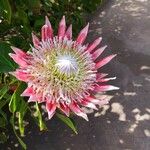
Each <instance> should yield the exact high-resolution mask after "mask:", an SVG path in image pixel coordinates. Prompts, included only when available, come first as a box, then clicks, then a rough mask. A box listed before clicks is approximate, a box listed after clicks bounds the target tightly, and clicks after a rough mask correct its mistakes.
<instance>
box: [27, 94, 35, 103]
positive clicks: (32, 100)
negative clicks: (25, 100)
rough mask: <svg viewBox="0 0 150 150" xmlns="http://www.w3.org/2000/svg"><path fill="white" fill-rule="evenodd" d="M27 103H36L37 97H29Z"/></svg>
mask: <svg viewBox="0 0 150 150" xmlns="http://www.w3.org/2000/svg"><path fill="white" fill-rule="evenodd" d="M28 102H29V103H30V102H37V97H36V95H34V94H33V95H31V96H30V97H29V99H28Z"/></svg>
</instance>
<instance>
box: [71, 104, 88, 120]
mask: <svg viewBox="0 0 150 150" xmlns="http://www.w3.org/2000/svg"><path fill="white" fill-rule="evenodd" d="M69 108H70V109H71V110H72V111H73V112H74V113H75V114H76V115H78V116H80V117H82V118H84V119H85V120H86V121H88V117H87V115H86V114H85V113H84V112H83V111H82V110H81V108H80V107H79V106H78V104H77V103H75V102H72V103H71V104H70V105H69Z"/></svg>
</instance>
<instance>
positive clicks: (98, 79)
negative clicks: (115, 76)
mask: <svg viewBox="0 0 150 150" xmlns="http://www.w3.org/2000/svg"><path fill="white" fill-rule="evenodd" d="M115 79H116V77H111V78H103V79H98V80H97V82H107V81H110V80H115Z"/></svg>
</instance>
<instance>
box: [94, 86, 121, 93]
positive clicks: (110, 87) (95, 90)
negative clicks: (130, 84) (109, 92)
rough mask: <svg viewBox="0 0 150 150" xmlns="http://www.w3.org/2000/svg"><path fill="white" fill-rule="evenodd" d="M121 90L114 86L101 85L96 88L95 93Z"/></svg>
mask: <svg viewBox="0 0 150 150" xmlns="http://www.w3.org/2000/svg"><path fill="white" fill-rule="evenodd" d="M118 89H119V88H118V87H116V86H113V85H99V86H96V87H95V89H94V91H95V92H105V91H112V90H118Z"/></svg>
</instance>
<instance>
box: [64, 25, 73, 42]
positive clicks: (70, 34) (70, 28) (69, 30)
mask: <svg viewBox="0 0 150 150" xmlns="http://www.w3.org/2000/svg"><path fill="white" fill-rule="evenodd" d="M65 37H67V38H68V39H69V40H70V39H72V25H70V26H69V27H68V29H67V31H66V33H65Z"/></svg>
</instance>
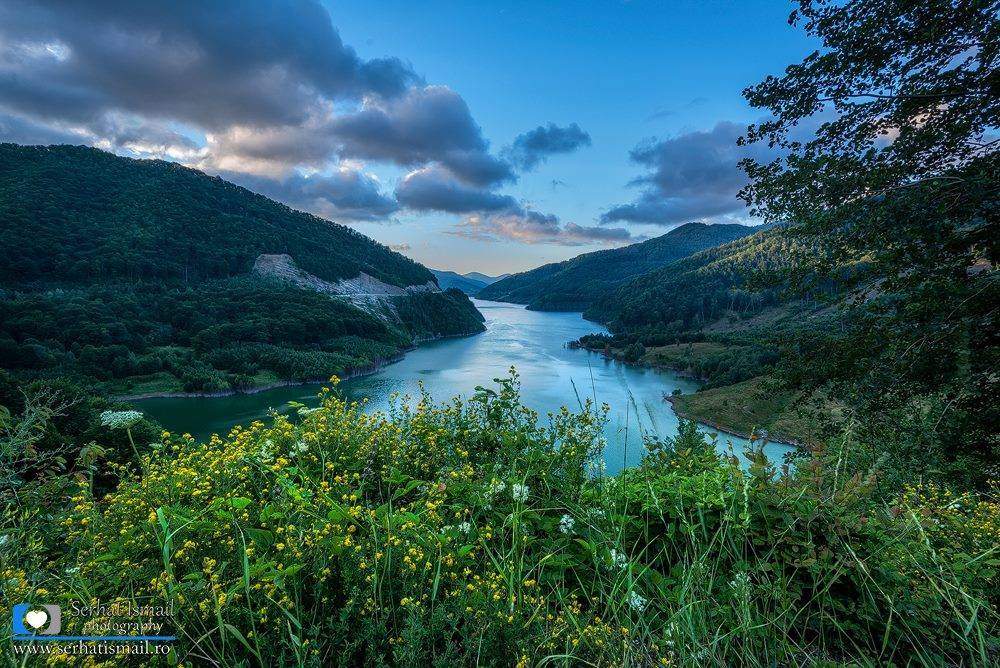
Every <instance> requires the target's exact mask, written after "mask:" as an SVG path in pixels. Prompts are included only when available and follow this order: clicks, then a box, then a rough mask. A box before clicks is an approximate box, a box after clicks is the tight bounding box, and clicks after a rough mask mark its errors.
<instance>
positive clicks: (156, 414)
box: [134, 300, 793, 473]
mask: <svg viewBox="0 0 1000 668" xmlns="http://www.w3.org/2000/svg"><path fill="white" fill-rule="evenodd" d="M476 306H477V307H478V308H479V309H480V311H482V313H483V315H484V316H486V327H487V330H486V332H483V333H482V334H478V335H475V336H471V337H466V338H458V339H445V340H441V341H432V342H428V343H424V344H422V345H420V346H419V347H418V348H417V349H416V350H413V351H411V352H409V353H407V354H406V357H405V358H404V359H402V360H401V361H399V362H396V363H394V364H390V365H388V366H386V367H384V368H383V369H380V370H379V371H377V372H375V373H373V374H370V375H367V376H362V377H358V378H352V379H350V380H347V381H344V382H343V383H341V384H340V389H341V391H343V393H344V394H345V395H346V396H347V397H349V398H352V399H361V398H363V397H364V398H367V399H368V407H369V409H370V410H380V409H386V408H388V406H389V400H390V396H391V395H392V394H393V393H401V394H404V395H410V396H411V397H418V396H419V394H420V384H421V383H422V384H423V387H424V388H426V389H427V390H428V391H429V392H430V393H431V395H432V396H433V397H434V398H435V399H436V400H437V401H443V400H446V399H449V398H451V397H453V396H456V395H462V396H469V395H470V394H471V393H472V392H474V391H475V388H476V386H477V385H484V386H489V385H491V384H492V382H493V379H494V378H498V377H503V376H506V375H507V373H508V369H509V368H510V367H511V366H514V367H516V368H517V371H518V373H519V374H520V376H521V396H522V401H523V402H524V403H525V405H527V406H529V407H531V408H533V409H535V410H536V411H538V412H539V414H540V415H541V419H543V420H544V419H545V415H546V414H547V413H549V412H555V411H558V410H559V408H560V407H561V406H563V405H566V406H569V407H570V409H571V410H572V409H578V408H579V403H578V400H577V398H578V397H579V400H580V401H584V400H586V399H587V398H591V399H596V402H597V403H598V404H601V403H607V404H608V405H609V406H610V407H611V412H610V414H609V418H610V419H609V420H608V423H607V425H606V427H605V434H604V435H605V438H606V439H607V442H608V446H607V448H606V449H605V457H604V459H605V463H606V466H607V470H608V471H609V472H612V473H613V472H615V471H618V470H620V469H621V468H622V466H629V465H632V464H635V463H636V462H637V461H638V460H639V458H640V457H641V456H642V435H643V433H650V434H657V435H659V436H672V435H674V434H675V433H676V429H677V424H678V419H677V416H676V415H675V414H674V412H673V409H672V408H671V406H670V404H669V403H667V402H665V401H663V395H664V393H666V394H670V393H671V392H672V391H673V390H674V389H675V388H677V389H680V390H681V391H682V392H685V393H687V392H694V391H695V390H696V389H697V387H698V383H697V382H696V381H693V380H691V379H688V378H682V377H680V376H678V375H676V374H673V373H670V372H666V371H658V370H655V369H643V368H636V367H630V366H626V365H624V364H621V363H620V362H616V361H612V360H607V359H604V358H603V356H601V355H598V354H595V353H592V352H588V351H586V350H576V349H570V348H567V347H566V345H565V344H566V342H568V341H572V340H575V339H577V338H579V337H580V336H582V335H584V334H589V333H592V332H597V331H605V330H604V328H603V327H602V326H600V325H598V324H596V323H592V322H588V321H586V320H584V319H583V318H582V317H581V315H580V314H579V313H543V312H538V311H528V310H526V309H525V308H524V307H522V306H517V305H513V304H502V303H498V302H488V301H481V300H477V301H476ZM319 388H320V385H319V384H315V385H299V386H290V387H278V388H274V389H271V390H267V391H264V392H259V393H257V394H238V395H233V396H227V397H212V398H205V397H182V398H177V397H174V398H155V399H144V400H141V401H136V402H134V403H135V404H136V406H137V407H139V408H140V409H141V410H143V411H145V412H147V413H148V414H149V415H151V416H152V417H155V418H156V419H157V420H159V421H160V422H161V423H162V424H163V425H164V426H165V427H166V428H167V429H170V430H171V431H179V432H188V433H191V434H193V435H195V436H196V437H199V438H204V437H207V436H209V435H210V434H212V433H225V432H228V431H229V430H230V429H231V428H232V427H234V426H235V425H237V424H246V423H248V422H250V421H252V420H255V419H260V418H264V417H266V416H267V414H268V412H269V411H271V410H279V411H281V410H288V409H287V404H288V402H289V401H298V402H302V403H306V404H309V403H315V402H316V393H317V392H318V391H319ZM703 431H705V432H706V433H717V432H716V430H714V429H712V428H710V427H707V426H706V427H703ZM717 443H718V447H719V449H720V450H723V449H728V448H730V447H731V448H732V449H733V450H734V451H735V452H736V453H737V455H740V453H742V451H743V450H744V449H745V448H746V447H747V446H748V443H747V441H746V440H745V439H743V438H740V437H737V436H731V435H728V434H723V433H719V434H718V440H717ZM791 450H793V448H792V447H791V446H787V445H784V444H780V443H772V444H768V445H767V446H766V448H765V452H766V453H767V454H768V456H769V457H771V458H772V460H775V461H780V460H781V458H782V456H783V455H784V454H785V453H786V452H789V451H791Z"/></svg>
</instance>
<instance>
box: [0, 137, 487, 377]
mask: <svg viewBox="0 0 1000 668" xmlns="http://www.w3.org/2000/svg"><path fill="white" fill-rule="evenodd" d="M0 233H2V235H3V238H4V240H5V243H4V244H3V245H2V246H0V305H2V308H0V360H2V366H3V367H4V368H7V369H9V370H11V371H14V372H15V373H18V374H20V375H22V376H26V377H49V376H68V377H71V378H73V379H75V380H77V381H80V382H83V383H85V384H87V385H90V386H92V387H93V388H94V389H95V390H96V391H99V392H103V393H112V394H139V393H146V392H175V391H189V392H194V391H197V392H219V391H229V390H242V389H247V388H250V387H254V386H260V385H264V384H269V383H274V382H278V381H286V380H316V379H321V378H327V377H329V376H330V375H332V374H335V373H339V374H343V373H348V372H350V371H352V370H355V369H363V368H366V367H369V366H371V365H373V364H377V363H380V362H381V361H383V360H386V359H390V358H393V357H395V356H398V355H399V354H400V352H401V351H402V350H404V349H405V348H407V347H409V346H410V345H412V343H413V341H415V340H422V339H427V338H434V337H437V336H453V335H459V334H469V333H474V332H478V331H482V329H483V324H482V316H481V314H479V312H478V311H477V310H476V309H475V307H474V306H473V305H472V303H471V302H470V301H469V299H468V298H467V297H466V296H465V295H464V294H463V293H461V292H459V291H457V290H451V291H446V292H437V291H429V292H428V291H423V292H417V291H414V292H413V294H407V293H405V292H404V291H403V290H401V289H400V288H405V287H407V286H421V289H423V290H426V289H427V288H426V284H427V283H433V281H434V277H433V274H431V273H430V271H428V270H427V269H426V268H424V267H423V266H421V265H420V264H418V263H416V262H414V261H412V260H410V259H408V258H406V257H403V256H402V255H399V254H398V253H395V252H393V251H391V250H389V249H388V248H386V247H385V246H382V245H380V244H378V243H376V242H374V241H372V240H371V239H368V238H367V237H365V236H363V235H361V234H358V233H357V232H354V231H353V230H351V229H349V228H347V227H344V226H342V225H337V224H335V223H331V222H328V221H325V220H322V219H320V218H317V217H315V216H310V215H308V214H305V213H301V212H298V211H294V210H292V209H289V208H288V207H286V206H284V205H281V204H278V203H277V202H273V201H271V200H269V199H267V198H265V197H262V196H260V195H257V194H255V193H252V192H250V191H248V190H246V189H244V188H240V187H238V186H235V185H233V184H231V183H228V182H226V181H223V180H222V179H219V178H213V177H209V176H206V175H205V174H202V173H201V172H198V171H195V170H192V169H188V168H185V167H181V166H179V165H176V164H173V163H168V162H162V161H149V160H131V159H128V158H121V157H117V156H114V155H111V154H109V153H105V152H102V151H99V150H96V149H90V148H83V147H72V146H51V147H25V146H17V145H13V144H3V145H0ZM262 254H269V255H275V254H287V255H288V256H289V257H290V258H291V260H292V262H294V265H295V266H297V267H298V269H300V270H302V271H304V272H306V273H307V274H311V275H312V277H314V279H315V280H316V281H318V282H319V283H321V284H323V285H335V284H336V282H337V281H338V280H340V279H350V278H354V277H358V276H359V275H360V274H361V273H364V274H367V275H369V276H371V277H373V278H374V279H376V280H377V281H381V284H383V285H384V286H386V292H389V293H398V294H392V295H387V296H385V297H381V298H376V299H374V300H369V301H367V302H365V301H359V300H356V299H355V300H352V299H350V298H348V297H342V296H336V295H330V294H322V293H320V292H316V291H312V290H308V289H301V288H300V287H296V286H295V285H293V284H291V283H289V282H287V281H282V280H280V277H278V278H275V277H260V276H256V275H254V274H253V273H252V270H253V268H254V262H255V261H256V259H257V257H258V256H260V255H262ZM324 282H325V283H324ZM373 285H378V283H373Z"/></svg>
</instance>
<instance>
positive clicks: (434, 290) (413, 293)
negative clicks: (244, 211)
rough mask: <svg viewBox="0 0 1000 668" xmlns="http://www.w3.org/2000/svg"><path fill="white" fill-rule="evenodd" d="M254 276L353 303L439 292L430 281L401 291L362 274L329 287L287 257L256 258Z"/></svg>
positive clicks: (317, 276) (376, 279) (311, 274)
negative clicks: (349, 301)
mask: <svg viewBox="0 0 1000 668" xmlns="http://www.w3.org/2000/svg"><path fill="white" fill-rule="evenodd" d="M253 273H254V274H256V275H258V276H263V277H267V278H275V279H278V280H280V281H284V282H286V283H291V284H293V285H296V286H298V287H300V288H307V289H309V290H315V291H316V292H324V293H326V294H331V295H339V296H342V297H349V298H351V300H352V301H354V300H355V299H370V298H380V297H402V296H404V295H411V294H416V293H421V292H440V290H438V287H437V285H435V284H434V282H433V281H427V282H426V283H423V284H421V285H408V286H406V287H405V288H401V287H399V286H398V285H389V284H388V283H383V282H382V281H380V280H378V279H377V278H375V277H374V276H369V275H368V274H366V273H364V272H361V273H360V274H358V275H357V276H355V277H354V278H347V279H343V280H340V281H337V282H336V283H331V282H329V281H324V280H323V279H322V278H319V277H318V276H313V275H312V274H310V273H308V272H306V271H303V270H302V269H300V268H299V267H298V265H296V264H295V260H293V259H292V257H291V256H290V255H286V254H284V253H280V254H274V255H260V256H258V257H257V261H256V262H254V265H253Z"/></svg>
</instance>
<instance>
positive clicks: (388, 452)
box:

= = = =

EXERCISE INSTRUCTIONS - Show the lines above with "when".

WRITTEN RESPONSE -
Each <instance> should yield the exact high-resolution mask after "mask:", an SVG path in image pixel coordinates. Prompts, included only when available, come first as a box, then clicks, then a rough mask. A box listed before clicks is approximate, a box listed after clicks bounds the target tightly, and clicks after a rough mask correct its mistakes.
Every <instance> requires the target's exact mask, written after "mask:" as an SVG path in pixels. Prompts are included only when available and follow this order: clicks, then a box, then a rough mask. A box before clicks is an approximate box, a box after clicks is the tight bounding box, and clicks after a rough mask mark its errors.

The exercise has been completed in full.